[PROBLEM TO SOLVE]:
Return, verbatim, each line of the data below that contains the string "column".

[DATASET RECORDS]:
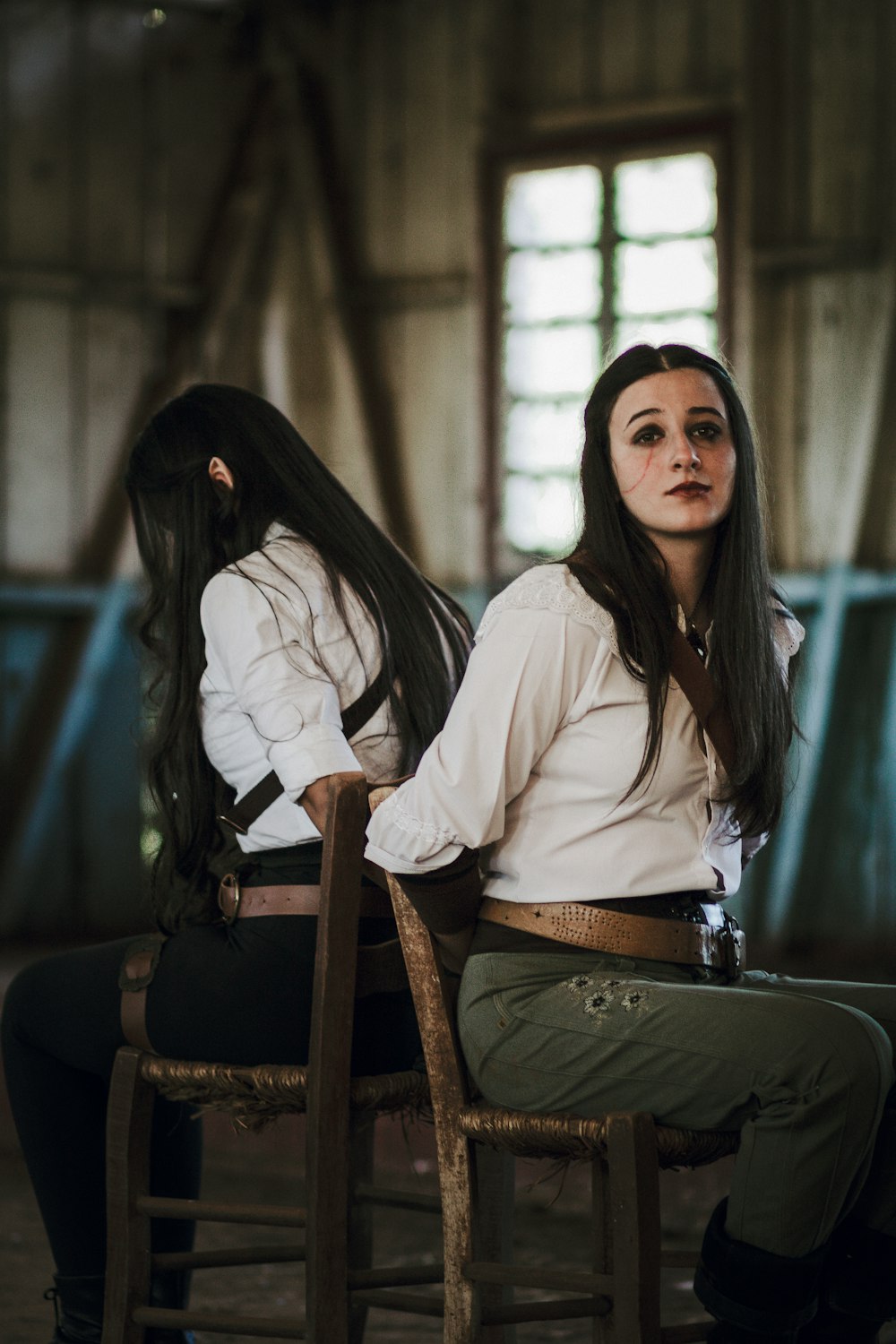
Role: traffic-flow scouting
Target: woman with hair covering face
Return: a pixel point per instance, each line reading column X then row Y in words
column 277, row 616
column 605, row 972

--

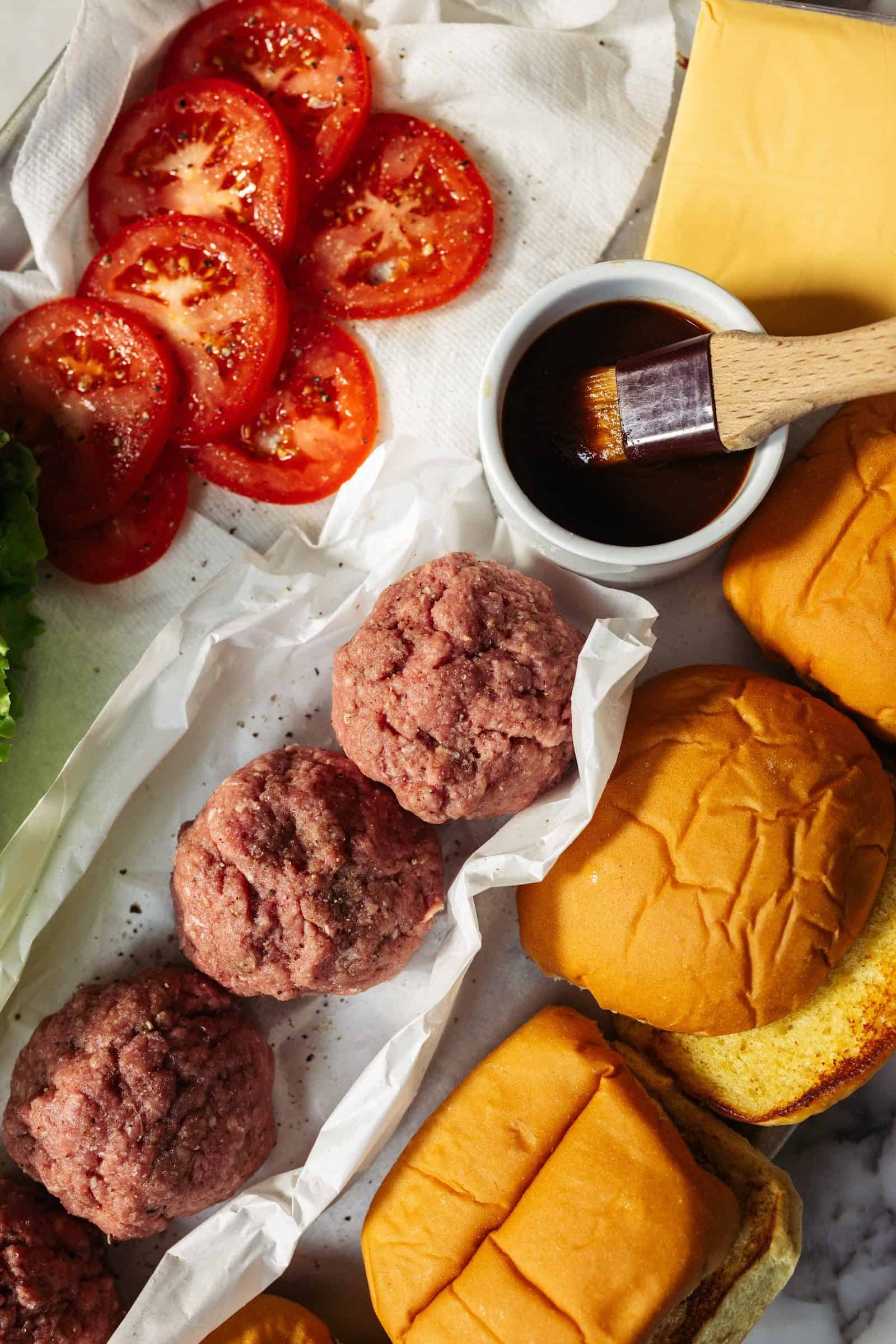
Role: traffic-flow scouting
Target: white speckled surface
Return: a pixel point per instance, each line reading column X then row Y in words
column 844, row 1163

[EXERCISE OUTPUT]:
Return: a pixel point per instance, each line reading column X then row Y in words
column 277, row 616
column 605, row 972
Return: a pixel point per instance, each line reading column X then row Y in words
column 844, row 1163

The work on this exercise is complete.